--- Data listing Enclosed Below ---
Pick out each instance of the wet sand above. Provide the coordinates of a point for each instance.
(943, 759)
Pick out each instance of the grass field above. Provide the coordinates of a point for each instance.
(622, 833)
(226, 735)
--- End of Enclosed Data listing ---
* Instructions to follow: Repeat, without change, each line of the data above from the one that contains "Pick out each instance of the grass" through the final line, counting both.

* Result:
Pick out each instance of the grass field above. Provide the coordinates of a point for each instance.
(622, 833)
(226, 735)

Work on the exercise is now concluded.